# SHORT EXERCISE
Please quote, word for word, the rows below from the one containing "[point] every instance of the hairy" through the last row, both ends included.

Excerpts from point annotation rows
######

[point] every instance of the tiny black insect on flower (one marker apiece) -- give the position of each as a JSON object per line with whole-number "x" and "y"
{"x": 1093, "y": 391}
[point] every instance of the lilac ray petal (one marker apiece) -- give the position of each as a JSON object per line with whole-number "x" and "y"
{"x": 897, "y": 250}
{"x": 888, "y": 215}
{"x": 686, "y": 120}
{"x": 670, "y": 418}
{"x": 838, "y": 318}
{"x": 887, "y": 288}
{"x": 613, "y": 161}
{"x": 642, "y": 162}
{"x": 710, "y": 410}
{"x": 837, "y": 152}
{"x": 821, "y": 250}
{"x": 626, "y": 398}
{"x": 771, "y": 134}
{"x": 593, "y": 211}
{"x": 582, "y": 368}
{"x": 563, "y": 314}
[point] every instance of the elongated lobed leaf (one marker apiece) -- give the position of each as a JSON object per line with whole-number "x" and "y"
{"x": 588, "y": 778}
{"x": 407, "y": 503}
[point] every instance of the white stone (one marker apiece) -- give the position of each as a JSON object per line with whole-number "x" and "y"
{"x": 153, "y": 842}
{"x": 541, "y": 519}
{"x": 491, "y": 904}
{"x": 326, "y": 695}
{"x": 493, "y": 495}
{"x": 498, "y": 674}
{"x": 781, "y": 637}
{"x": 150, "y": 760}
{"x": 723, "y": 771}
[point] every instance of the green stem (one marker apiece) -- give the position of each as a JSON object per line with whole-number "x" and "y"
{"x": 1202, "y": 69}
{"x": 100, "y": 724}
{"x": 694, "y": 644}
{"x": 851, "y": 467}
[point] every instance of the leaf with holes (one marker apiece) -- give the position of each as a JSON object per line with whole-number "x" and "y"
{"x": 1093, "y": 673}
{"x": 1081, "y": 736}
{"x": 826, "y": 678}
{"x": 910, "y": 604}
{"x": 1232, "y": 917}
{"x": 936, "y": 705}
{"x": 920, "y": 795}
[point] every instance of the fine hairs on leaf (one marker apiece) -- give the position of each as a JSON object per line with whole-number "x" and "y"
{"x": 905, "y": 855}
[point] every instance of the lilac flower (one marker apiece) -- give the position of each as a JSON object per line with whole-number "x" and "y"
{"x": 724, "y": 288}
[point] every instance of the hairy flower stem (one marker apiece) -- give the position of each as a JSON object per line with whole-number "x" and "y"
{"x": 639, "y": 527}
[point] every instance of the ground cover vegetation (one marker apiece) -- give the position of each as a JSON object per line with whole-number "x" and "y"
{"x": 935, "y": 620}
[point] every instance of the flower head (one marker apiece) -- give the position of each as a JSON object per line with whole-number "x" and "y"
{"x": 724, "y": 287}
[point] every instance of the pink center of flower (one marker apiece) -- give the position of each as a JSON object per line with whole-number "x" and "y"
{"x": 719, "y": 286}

######

# IN RESPONSE
[point] every instance of the hairy flower stem (one marker apiece) -- give the position of each as a JSON object per line with whole-number "x" and "y"
{"x": 639, "y": 527}
[point] every instance of the ground cover vegetation (one marker apiece) -- give the position of each as a JSON object per line with whole-number "x" and "y"
{"x": 935, "y": 620}
[point] every instance of the flower head (one marker apiece) -- give the position of each as a JSON object per line with whole-number "x" and "y"
{"x": 724, "y": 287}
[point] every instance of the pink center of flower (one marker apiece) -- give the position of each as a JSON object per line with whole-number "x" and "y"
{"x": 719, "y": 286}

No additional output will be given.